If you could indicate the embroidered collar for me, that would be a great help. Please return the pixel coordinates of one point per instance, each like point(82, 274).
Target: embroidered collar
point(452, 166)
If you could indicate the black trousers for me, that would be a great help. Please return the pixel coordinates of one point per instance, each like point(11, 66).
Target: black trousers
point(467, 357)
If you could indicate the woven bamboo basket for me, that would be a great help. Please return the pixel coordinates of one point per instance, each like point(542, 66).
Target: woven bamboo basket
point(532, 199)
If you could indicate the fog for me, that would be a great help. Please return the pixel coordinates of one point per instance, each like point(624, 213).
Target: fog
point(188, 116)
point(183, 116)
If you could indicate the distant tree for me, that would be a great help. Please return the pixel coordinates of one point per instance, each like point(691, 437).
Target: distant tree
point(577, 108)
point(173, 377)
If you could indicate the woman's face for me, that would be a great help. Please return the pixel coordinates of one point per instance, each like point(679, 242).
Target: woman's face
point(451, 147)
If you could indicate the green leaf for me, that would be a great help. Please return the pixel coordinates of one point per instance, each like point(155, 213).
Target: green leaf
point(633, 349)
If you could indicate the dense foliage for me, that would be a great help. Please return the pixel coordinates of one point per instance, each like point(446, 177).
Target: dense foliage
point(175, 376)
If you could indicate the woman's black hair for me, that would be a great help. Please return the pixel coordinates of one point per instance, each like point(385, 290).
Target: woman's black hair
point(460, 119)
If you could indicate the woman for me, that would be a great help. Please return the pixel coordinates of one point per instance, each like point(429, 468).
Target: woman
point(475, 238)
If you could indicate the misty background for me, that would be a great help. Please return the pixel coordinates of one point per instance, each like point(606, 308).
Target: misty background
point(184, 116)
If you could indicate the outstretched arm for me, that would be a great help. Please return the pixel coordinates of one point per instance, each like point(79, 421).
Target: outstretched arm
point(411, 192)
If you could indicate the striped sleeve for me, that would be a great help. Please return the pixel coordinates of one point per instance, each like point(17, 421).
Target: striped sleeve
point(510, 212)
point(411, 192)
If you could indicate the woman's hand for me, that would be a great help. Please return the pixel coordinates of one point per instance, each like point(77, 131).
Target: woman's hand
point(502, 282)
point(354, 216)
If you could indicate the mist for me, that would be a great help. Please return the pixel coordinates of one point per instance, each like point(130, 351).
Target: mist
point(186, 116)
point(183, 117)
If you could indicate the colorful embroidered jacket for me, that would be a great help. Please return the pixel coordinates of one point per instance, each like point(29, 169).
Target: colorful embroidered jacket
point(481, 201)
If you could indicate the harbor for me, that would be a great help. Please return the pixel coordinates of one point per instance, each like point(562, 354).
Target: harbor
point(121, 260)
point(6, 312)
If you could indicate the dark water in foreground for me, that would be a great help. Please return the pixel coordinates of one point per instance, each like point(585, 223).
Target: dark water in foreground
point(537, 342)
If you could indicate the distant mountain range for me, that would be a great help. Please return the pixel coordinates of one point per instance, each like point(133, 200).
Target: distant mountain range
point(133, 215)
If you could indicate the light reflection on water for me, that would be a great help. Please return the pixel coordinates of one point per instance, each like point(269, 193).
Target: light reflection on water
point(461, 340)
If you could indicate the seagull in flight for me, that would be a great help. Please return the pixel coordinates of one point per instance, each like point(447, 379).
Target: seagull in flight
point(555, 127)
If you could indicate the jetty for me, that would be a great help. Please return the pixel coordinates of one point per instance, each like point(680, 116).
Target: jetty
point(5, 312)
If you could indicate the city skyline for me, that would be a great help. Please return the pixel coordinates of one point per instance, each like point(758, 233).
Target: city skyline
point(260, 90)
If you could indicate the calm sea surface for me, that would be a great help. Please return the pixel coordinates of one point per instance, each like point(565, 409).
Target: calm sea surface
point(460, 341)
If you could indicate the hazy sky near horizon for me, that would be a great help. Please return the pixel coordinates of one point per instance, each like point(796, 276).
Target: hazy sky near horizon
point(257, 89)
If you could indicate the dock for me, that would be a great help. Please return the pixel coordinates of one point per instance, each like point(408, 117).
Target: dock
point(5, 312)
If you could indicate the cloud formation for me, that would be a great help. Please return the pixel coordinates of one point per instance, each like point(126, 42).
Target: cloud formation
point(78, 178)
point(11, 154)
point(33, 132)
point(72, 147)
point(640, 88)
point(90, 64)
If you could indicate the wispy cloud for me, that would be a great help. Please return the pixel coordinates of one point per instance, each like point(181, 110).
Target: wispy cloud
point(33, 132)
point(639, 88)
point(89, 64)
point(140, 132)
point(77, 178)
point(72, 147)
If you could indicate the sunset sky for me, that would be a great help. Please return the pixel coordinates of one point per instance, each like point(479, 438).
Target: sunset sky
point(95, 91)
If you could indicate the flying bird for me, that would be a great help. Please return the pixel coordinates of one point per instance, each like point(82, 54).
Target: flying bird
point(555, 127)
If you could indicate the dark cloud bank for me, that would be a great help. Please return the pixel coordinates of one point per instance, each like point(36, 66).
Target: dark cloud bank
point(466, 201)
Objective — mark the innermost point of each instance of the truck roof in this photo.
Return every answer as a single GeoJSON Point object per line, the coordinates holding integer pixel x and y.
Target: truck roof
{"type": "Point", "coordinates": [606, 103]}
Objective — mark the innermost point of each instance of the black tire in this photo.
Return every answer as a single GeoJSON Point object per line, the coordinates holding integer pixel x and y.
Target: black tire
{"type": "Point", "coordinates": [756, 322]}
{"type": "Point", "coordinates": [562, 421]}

○ ○ ○ ○ ○ ○ ○

**Instructions to follow:** Recast every one of the records above as a numbered list, leaving out any blank lines.

**Problem solution:**
1. If you could indicate the embroidered collar for me, that would be a great help. Please return the pixel coordinates of one point per instance, each like point(82, 274).
2. Target: embroidered collar
3. point(452, 166)
4. If you could indicate the black trousers for me, that would be a great help. Please return the pixel coordinates of one point per instance, each like point(11, 66).
5. Target: black trousers
6. point(467, 357)
7. If you could indicate the woven bamboo basket for me, that would be a great help. Please return the pixel coordinates of one point per instance, each like point(542, 66).
8. Target: woven bamboo basket
9. point(532, 199)
10. If you could indicate the fog for me, that would be a great help. Please return the pixel coordinates of one point per instance, each like point(624, 213).
11. Target: fog
12. point(188, 116)
13. point(183, 116)
14. If you could indicate the distant tree for me, that would be a great help. Please return the pixel coordinates of one point per instance, each like point(691, 437).
15. Target: distant tree
16. point(577, 108)
17. point(173, 377)
18. If you could indicate the woman's face for me, that would be a great help. Please return the pixel coordinates of one point per instance, each like point(679, 242).
19. Target: woman's face
20. point(451, 147)
21. If you could indicate the green leaf for me, that would be a great help. Please return the pixel coordinates of one point per instance, each like point(155, 213).
22. Target: green leaf
23. point(633, 349)
24. If you could indicate the dense foliage for me, that would be a great help. Please return the pixel coordinates of one point per instance, each like point(446, 177).
25. Target: dense foliage
26. point(175, 376)
27. If you could indicate the woman's black hair for me, that would be a great help. Please return the pixel coordinates of one point per instance, each like point(385, 290).
28. Target: woman's black hair
29. point(460, 119)
30. If you could indicate the woman for me, that would be a great help. Please return the pixel coordinates of one point per instance, each like point(429, 468).
31. Target: woman
32. point(475, 238)
33. If you could indicate the misty background for me, that would be a great help. Please return the pixel coordinates of one point per instance, each like point(606, 308).
34. Target: misty background
35. point(184, 116)
36. If you could indicate the outstretched arm for me, that would be a great help. Please return the pixel coordinates of one point per instance, each like point(79, 421).
37. Target: outstretched arm
38. point(411, 192)
39. If you could indicate the striped sleeve for me, that would be a great help. Please return the pixel coordinates of one point per instance, each like point(17, 421).
40. Target: striped sleeve
41. point(510, 212)
42. point(411, 192)
43. If you could indicate the woman's hand for me, that would be a great help. Please return the pixel coordinates of one point per instance, each like point(77, 131).
44. Target: woman's hand
45. point(502, 282)
46. point(354, 216)
47. If you could indicate the mist for me, that would be a great help. Please return the pixel coordinates of one point per instance, each like point(130, 351).
48. Target: mist
49. point(186, 116)
50. point(183, 117)
51. If you could indicate the colorful embroidered jacket for me, that would be a great help. Please return the pixel coordinates of one point per instance, each like point(29, 169).
52. Target: colorful embroidered jacket
53. point(481, 201)
54. If you could indicate the harbor for me, that would be a great help. Please return the pixel coordinates of one point per instance, each like point(562, 354).
55. Target: harbor
56. point(121, 260)
57. point(6, 312)
58. If you could indicate the dark water in foreground for me, that would be a great help. Please return the pixel coordinates of one point per instance, each like point(585, 223).
59. Target: dark water in foreground
60. point(537, 342)
61. If you could indicate the distant mountain range for me, that would be a great help. Please return the pixel coordinates of one point per instance, each like point(133, 200).
62. Target: distant mountain range
63. point(133, 215)
64. If you could indicate the light reflection on water for me, that would be a great help. Please return the pixel coordinates of one point per instance, each like point(269, 193).
65. Target: light reflection on water
66. point(461, 340)
67. If you could indicate the seagull in flight for me, that would be a great help. Please return the pixel coordinates of one point per instance, each like point(447, 379).
68. Target: seagull in flight
69. point(555, 127)
70. If you could indicate the jetty for me, that would be a great help. Please return the pixel coordinates of one point per instance, each like point(680, 116).
71. Target: jetty
72. point(5, 312)
73. If you could indicate the city skyline for me, that would be a great help. Please return the pixel coordinates of one point per instance, each like point(758, 233).
74. Target: city skyline
75. point(260, 90)
76. If you could indicate the calm sea surface for me, that would be a great help. Please return the pixel coordinates of one point per instance, each like point(565, 409).
77. Target: calm sea surface
78. point(460, 341)
79. If you could indicate the hazy sky near horizon for me, that would be a great help. Please return the pixel coordinates of one point per instance, each like point(796, 276).
80. Target: hazy sky near horizon
81. point(257, 89)
82. If you could indicate the dock for me, that would be a great help. Please return the pixel coordinates of one point per instance, each like point(408, 117).
83. Target: dock
84. point(5, 312)
85. If you could indicate the cloud formation for me, that would be a great help. Please return the pixel coordinates of one point per instance, each like point(126, 42).
86. Target: cloud formation
87. point(78, 178)
88. point(11, 154)
89. point(33, 132)
90. point(72, 147)
91. point(640, 88)
92. point(90, 64)
93. If you could indicate the wispy cloud for me, that would be a great help. Please return the pixel coordinates of one point per instance, each like point(181, 110).
94. Target: wispy cloud
95. point(33, 132)
96. point(639, 88)
97. point(89, 64)
98. point(140, 132)
99. point(77, 178)
100. point(72, 147)
101. If you could indicate the sunset sky for me, that would be a great help. Please return the pixel coordinates of one point per instance, each like point(479, 438).
102. Target: sunset sky
103. point(95, 91)
104. If you could indicate the flying bird for me, that would be a great help. Please return the pixel coordinates of one point per instance, each like point(82, 54).
105. Target: flying bird
106. point(555, 127)
107. If you could indicate the dark cloud bank for me, that would be a great help. Please return the pixel coordinates of one point per instance, each like point(36, 66).
108. Target: dark cloud bank
109. point(466, 201)
110. Objective — mark the innermost point of each instance of the truck roof in this photo.
111. Return every answer as a single GeoJSON Point object per line, the coordinates holding integer pixel x and y.
112. Target: truck roof
113. {"type": "Point", "coordinates": [606, 103]}
114. Objective — mark the innermost point of each instance of the black tire in this photo.
115. Return every answer as a single GeoJSON Point object per line, the coordinates holding integer pixel x and y.
116. Target: black tire
117. {"type": "Point", "coordinates": [756, 322]}
118. {"type": "Point", "coordinates": [562, 421]}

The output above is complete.